(Natural-language object grounding data)
= = = = = = =
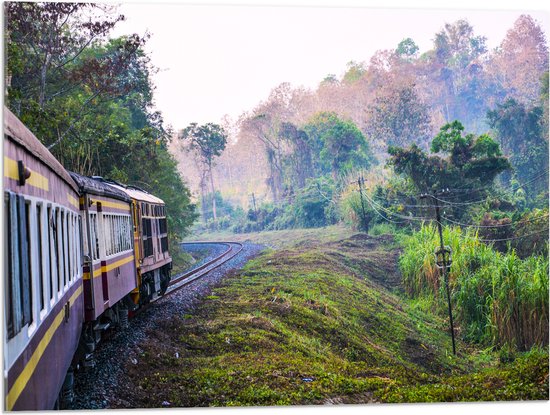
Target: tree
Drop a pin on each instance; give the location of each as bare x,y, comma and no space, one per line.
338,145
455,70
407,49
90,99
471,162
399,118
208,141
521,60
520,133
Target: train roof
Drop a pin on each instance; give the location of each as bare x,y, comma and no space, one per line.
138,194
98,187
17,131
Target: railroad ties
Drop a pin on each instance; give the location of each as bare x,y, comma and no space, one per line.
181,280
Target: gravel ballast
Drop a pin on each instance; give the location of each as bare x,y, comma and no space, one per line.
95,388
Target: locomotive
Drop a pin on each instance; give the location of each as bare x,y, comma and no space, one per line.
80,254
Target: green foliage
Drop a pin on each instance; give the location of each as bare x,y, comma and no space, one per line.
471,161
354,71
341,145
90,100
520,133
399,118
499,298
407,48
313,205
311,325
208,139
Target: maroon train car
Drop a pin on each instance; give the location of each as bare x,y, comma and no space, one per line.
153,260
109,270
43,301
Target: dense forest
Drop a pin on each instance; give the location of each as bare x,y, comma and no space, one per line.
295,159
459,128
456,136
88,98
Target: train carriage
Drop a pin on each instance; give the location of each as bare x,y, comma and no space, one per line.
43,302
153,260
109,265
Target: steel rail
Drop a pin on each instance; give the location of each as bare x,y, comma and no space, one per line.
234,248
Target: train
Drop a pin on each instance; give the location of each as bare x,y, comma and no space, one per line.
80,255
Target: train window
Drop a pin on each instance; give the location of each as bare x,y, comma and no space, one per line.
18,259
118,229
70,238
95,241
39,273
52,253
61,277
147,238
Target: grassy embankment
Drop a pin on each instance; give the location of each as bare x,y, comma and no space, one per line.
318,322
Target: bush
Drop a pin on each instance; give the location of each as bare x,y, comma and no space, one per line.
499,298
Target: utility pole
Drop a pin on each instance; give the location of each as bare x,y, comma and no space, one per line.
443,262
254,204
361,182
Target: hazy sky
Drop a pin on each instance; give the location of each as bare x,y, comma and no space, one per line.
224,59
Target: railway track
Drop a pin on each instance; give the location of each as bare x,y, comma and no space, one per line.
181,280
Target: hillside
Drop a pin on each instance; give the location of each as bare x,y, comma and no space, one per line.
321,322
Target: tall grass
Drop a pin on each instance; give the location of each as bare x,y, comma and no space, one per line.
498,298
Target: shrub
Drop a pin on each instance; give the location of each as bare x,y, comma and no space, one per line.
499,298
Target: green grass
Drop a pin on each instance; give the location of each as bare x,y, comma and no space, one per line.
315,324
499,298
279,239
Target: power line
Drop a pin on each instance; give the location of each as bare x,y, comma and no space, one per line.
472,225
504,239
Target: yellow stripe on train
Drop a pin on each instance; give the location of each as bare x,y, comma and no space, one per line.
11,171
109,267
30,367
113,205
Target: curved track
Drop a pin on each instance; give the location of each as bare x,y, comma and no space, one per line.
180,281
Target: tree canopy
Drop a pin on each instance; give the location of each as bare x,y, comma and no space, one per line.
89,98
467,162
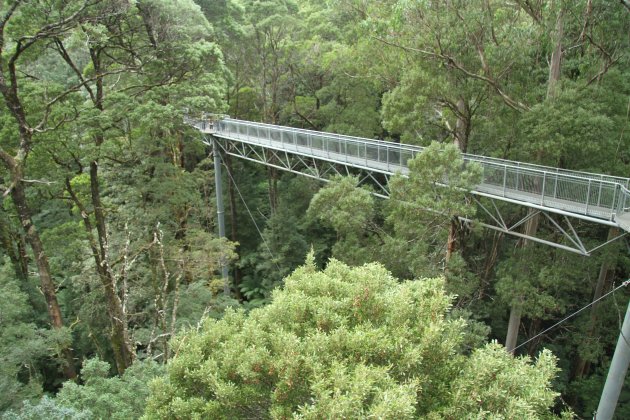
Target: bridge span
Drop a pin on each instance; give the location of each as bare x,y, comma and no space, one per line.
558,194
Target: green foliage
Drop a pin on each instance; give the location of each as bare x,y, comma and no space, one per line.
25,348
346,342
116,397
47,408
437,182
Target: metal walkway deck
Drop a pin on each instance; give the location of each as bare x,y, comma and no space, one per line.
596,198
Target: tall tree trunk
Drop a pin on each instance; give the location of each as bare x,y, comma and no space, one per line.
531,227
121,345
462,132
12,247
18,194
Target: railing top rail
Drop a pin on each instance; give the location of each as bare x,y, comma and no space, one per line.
= = = = = = =
The copy should hold every entry above word for word and none of the pictures.

Target: tree
Drop a pin on each instance; give the location of each as bare x,y, comma and no space, one per line.
338,145
455,70
407,49
90,99
471,162
399,118
208,141
521,60
520,133
Target: train roof
Drop a pin on each instance; give the location of each as bare x,y, comma and no space, one per line.
138,194
98,187
17,131
Target: railroad ties
Drop a pin on each instance; give the location of each as bare x,y, comma and no space, one per line.
181,280
Target: gravel ballast
Drop a pin on each instance; give the location of each as bare x,y, comma and no space, one per line.
95,388
Target: locomotive
Drop a pin on each instance; give the location of each as bare x,y, comma and no space, one per line.
80,254
Target: green foliage
Drop a pin on each instance; give the location of each as bare x,y, comma and no space, one per line.
471,161
354,71
341,145
90,100
520,133
399,118
499,298
407,48
313,205
311,325
208,139
Target: maroon train car
Drop a pin on each instance; give the location of each as bare x,y, comma and no space, one per line.
153,260
109,270
43,301
Target: dense forest
Drop a pin on each instance; give the location of each as bare x,y, comma and no space, one per line.
295,159
459,128
456,136
88,98
Target: train carriage
Drop a pin on each instance; give the location of each as bare x,y, comma and no space, one per line.
43,302
153,260
109,265
Target: steel rail
Drop a pin on each instance; give the location of each as bare x,y, comma and no space, one per line.
234,248
Target: train
Drop a pin on each instance; give the location of each as bare x,y, comma and no space, one per line.
80,255
Target: train window
Drop a pin on each instance; give the location of each as bare x,y, comma and no space, one per line.
18,259
118,229
70,238
95,241
39,273
52,253
61,277
147,238
Target: grassy embankment
Drop a pin on each instance; give the location of each as bare x,y, comma and no space, one per line.
318,322
Target: bush
Drop a pin on each instance; give the location of each as bare x,y, comma and no space, one per line.
499,298
Target: utility pole
Drop a pin on each instance; give the location of each as bare x,y, comma and no space, one per line.
443,262
254,204
361,182
Target: hazy sky
Drop a pin on each instance; give the location of each as bare x,y, comma and no space, one per line.
224,59
Target: railway track
Drop a pin on each instance; give the location of each as bare x,y, comma and no space, one per line.
181,280
Target: hillside
Drop a pin on each instance; give the location of each as bare x,y, comma and no space, one per line.
321,322
Target: tall grass
Drop a pin on each instance; give the location of each as bare x,y, comma and no space, one per line.
498,298
Target: shrub
Drop a pin on each instance; give the location of each as bare x,y, comma and no space, one per line.
499,298
Target: green grass
Drop a pin on each instance; give the location of each as bare x,y, comma and no space, one per line.
315,324
499,298
279,239
Target: power line
Drop a pin on each instance; give the location of each as bare x,y, comma and no space, one per line.
472,225
504,239
Target: yellow stripe on train
Drop a pin on each instance; give the location of each as bare x,y, comma and no space, one per line.
11,171
109,267
30,367
113,205
Target: curved track
Drop a pin on each instance; give the location of each as bare x,y, comma and no space, one per line.
180,281
Target: tree canopy
Drop a pin on each instance; give the location of each as bare x,y, comma and no space, one per line.
89,98
467,162
Target: bridge span
Drop a pin on each instance; give the location of each as bare x,y, comma and no space, one per line.
558,194
Target: green foliage
Drop a pin on each instance; give the location of each as bare x,y, comma and no space, one per line.
25,348
346,342
116,397
47,408
437,182
Target: metal walkway deck
Drop a pin on each instance; give the location of each as bare x,y, comma and no space, one per line.
596,198
Target: tall tree trunk
Drop a pin on each instance; give the location of each as bare x,y, comma and no space, one per line.
531,227
121,345
462,132
12,247
18,194
Target: railing top rail
Drop a pin on each instance; give the location of each as bare x,y, comma and no space, one per line.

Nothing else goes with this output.